• GOAL 1:
List every XML tag named in the bug thread below.
───── DOCUMENT EXCERPT ─────
Created attachment 111971 [details] [review] work-in-progress Locations.xml.in updater This is a work in progress, but basically this takes the existing Locations.xml.in, the weather stations source file, and two geographic names files (see the README.sources file in the patch), and creates a new Locations.xml.in in which every <location> appears inside a <city>, whose name is actually correct. Usage: download and uncompress the source files, put them into sources/ ./build-locationdb.pl # wait 15 minutes or so for it to finish ./update-locations.py > Locations.xml.in.new # wait 15 minutes or so for it to finish as I said, it's a work-in-progress. There are various bugs, notably: 1. It drops <radar>, <zone>, and <tz-hint> tags from <location>s, and all translator comments. (It puts in some translator comments of its own, but I'm not convinced that that feature will stay.) 2. It generates invalid xml (empty <state>s sometimes), though in some cases this points out other bugs. (eg, there is no longer a city/ location for Wasington, DC.) 3. If you run ./update-locations.py twice on consecutive days, you'll get a slightly different set of stations the second time, because the output only includes stations that have reported in the last two days, and so stations that report irregularly might or might not get included on any given run. Of course, what we want is to include "stations that report 'regularly'", but since NOAA doesn't seem to keep old reports around, that would require checking several days in a row to get it right... (There's a question of how regularly we want to require the station to report. Clearly it's better to get today's weather from a station 20 km away than it is to get last week's weather from a station 1 km away. But where do you draw the line. Or should we just include any station that ever reports, but provide some indication in the UI when you're getting a stale report? I'm going to poke at some other bugs now, but I'll be returning to this later
i was going to attach a copy of the current output Locations.xml.in, but bugzilla says it's too large for a non-patch, so you can find it at http://www.gnome.org/~danw/Locations.xml.in
*** Bug 161882 has been marked as a duplicate of this bug. ***
*** Bug 416909 has been marked as a duplicate of this bug. ***
Blue-sky idea: maybe we could ship smaller data files and make it possible to get more detailed data (more cities, eg) in a transparent way via a web API?
─────
• GOAL 2:
In the records below, how many lines contain the word "soil"? Reply with the number only.
───── WORKING DATA ─────
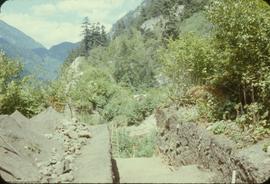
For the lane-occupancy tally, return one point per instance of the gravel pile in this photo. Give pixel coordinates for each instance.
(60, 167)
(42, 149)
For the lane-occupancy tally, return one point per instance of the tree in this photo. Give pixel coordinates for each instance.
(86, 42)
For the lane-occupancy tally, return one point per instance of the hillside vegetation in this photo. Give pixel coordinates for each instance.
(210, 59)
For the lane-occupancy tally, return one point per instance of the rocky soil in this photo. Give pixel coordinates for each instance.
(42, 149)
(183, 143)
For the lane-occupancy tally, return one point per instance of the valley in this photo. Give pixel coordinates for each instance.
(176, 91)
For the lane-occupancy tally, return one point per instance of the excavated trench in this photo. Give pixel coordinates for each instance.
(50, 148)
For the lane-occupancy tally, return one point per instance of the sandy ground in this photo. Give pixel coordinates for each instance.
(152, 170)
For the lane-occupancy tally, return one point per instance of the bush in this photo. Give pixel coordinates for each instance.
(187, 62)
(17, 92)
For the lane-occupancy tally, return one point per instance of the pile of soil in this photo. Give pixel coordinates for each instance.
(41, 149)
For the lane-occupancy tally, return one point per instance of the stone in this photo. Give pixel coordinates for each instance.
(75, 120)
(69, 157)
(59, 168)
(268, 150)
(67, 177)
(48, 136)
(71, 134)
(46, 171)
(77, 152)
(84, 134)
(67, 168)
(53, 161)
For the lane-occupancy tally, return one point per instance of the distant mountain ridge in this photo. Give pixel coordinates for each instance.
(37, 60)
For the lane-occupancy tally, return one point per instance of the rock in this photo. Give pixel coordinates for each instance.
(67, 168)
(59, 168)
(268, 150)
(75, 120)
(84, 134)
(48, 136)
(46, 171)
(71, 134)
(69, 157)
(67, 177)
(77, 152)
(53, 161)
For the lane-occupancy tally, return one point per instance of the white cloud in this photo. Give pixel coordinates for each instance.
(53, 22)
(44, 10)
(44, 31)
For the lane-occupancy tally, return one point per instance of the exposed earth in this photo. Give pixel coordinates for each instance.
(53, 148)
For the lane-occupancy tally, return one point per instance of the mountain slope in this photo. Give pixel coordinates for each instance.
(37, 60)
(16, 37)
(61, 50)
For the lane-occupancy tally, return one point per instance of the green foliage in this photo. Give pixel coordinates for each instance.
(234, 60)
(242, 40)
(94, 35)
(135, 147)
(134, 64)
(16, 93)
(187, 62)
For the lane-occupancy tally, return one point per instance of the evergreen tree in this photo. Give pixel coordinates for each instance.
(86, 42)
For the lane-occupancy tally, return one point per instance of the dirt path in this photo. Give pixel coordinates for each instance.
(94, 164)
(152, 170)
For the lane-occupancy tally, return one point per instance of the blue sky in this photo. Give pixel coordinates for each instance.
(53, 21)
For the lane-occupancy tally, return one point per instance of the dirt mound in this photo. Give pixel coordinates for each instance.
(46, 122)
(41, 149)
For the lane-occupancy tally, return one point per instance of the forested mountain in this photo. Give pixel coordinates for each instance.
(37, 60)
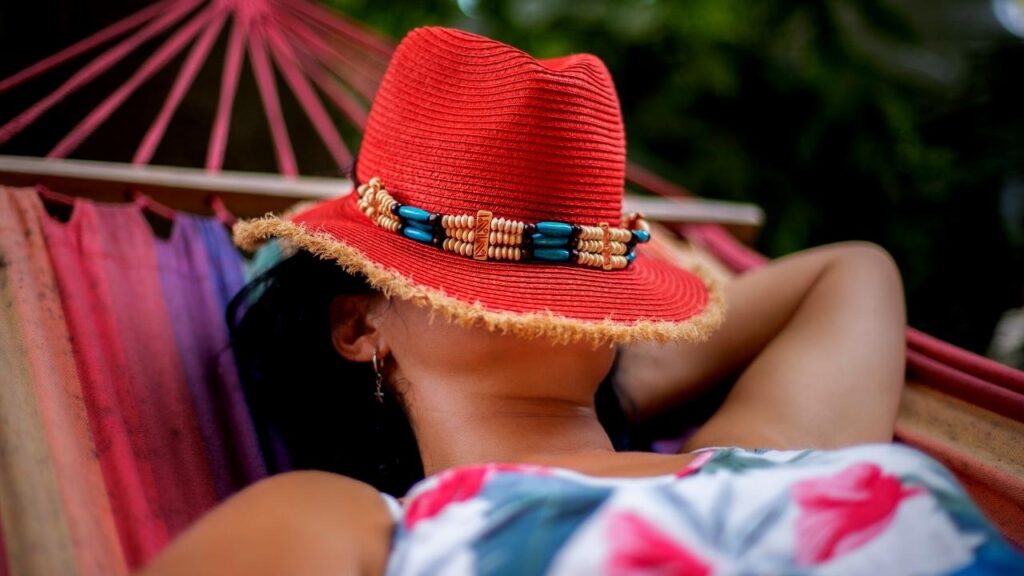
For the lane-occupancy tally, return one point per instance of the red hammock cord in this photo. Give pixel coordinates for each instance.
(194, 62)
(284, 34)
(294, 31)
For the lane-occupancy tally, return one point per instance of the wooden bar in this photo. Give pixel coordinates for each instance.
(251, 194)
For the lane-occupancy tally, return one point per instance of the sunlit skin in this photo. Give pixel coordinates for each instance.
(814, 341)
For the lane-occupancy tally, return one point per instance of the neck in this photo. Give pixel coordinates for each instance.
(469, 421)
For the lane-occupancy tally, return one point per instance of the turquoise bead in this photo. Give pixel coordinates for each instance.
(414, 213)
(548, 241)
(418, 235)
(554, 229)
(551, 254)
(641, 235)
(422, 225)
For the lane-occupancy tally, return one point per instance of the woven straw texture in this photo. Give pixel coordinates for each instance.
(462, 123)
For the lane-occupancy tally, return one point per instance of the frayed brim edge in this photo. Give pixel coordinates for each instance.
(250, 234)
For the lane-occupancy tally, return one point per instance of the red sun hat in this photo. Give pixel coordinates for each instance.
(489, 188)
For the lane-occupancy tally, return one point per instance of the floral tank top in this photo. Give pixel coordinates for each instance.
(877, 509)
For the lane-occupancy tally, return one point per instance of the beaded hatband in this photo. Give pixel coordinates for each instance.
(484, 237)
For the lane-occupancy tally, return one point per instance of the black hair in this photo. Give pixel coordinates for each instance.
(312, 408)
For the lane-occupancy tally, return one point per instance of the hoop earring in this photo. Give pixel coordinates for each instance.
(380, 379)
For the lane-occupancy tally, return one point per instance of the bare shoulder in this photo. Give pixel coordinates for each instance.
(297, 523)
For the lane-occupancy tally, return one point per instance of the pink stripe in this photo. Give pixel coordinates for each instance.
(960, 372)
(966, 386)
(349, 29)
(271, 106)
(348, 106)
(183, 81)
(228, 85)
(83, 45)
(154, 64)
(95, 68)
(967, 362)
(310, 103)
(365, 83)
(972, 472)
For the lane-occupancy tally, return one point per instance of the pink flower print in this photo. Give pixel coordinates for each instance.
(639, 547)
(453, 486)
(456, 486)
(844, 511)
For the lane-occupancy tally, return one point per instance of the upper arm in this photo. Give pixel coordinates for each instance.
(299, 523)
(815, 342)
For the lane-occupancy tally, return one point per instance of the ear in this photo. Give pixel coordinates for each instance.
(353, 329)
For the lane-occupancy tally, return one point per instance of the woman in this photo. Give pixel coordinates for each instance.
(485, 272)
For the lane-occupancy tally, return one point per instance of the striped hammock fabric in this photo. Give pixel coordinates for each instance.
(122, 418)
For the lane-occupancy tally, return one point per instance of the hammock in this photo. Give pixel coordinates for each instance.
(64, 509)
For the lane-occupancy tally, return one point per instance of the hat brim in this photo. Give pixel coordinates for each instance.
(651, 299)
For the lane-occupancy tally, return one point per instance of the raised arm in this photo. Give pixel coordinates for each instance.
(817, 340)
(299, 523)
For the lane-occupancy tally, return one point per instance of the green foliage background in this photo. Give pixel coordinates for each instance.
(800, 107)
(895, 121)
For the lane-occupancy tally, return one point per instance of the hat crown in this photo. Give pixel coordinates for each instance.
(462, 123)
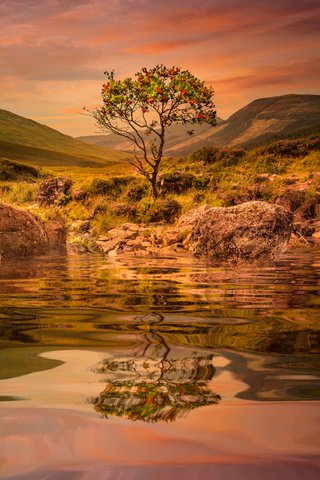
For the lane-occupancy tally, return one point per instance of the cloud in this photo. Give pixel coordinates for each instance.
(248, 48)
─────
• TASK SOLUTION 1:
<location>, <city>, <radar>, <zone>, <tz-hint>, <state>

• TASK SOLUTION 2:
2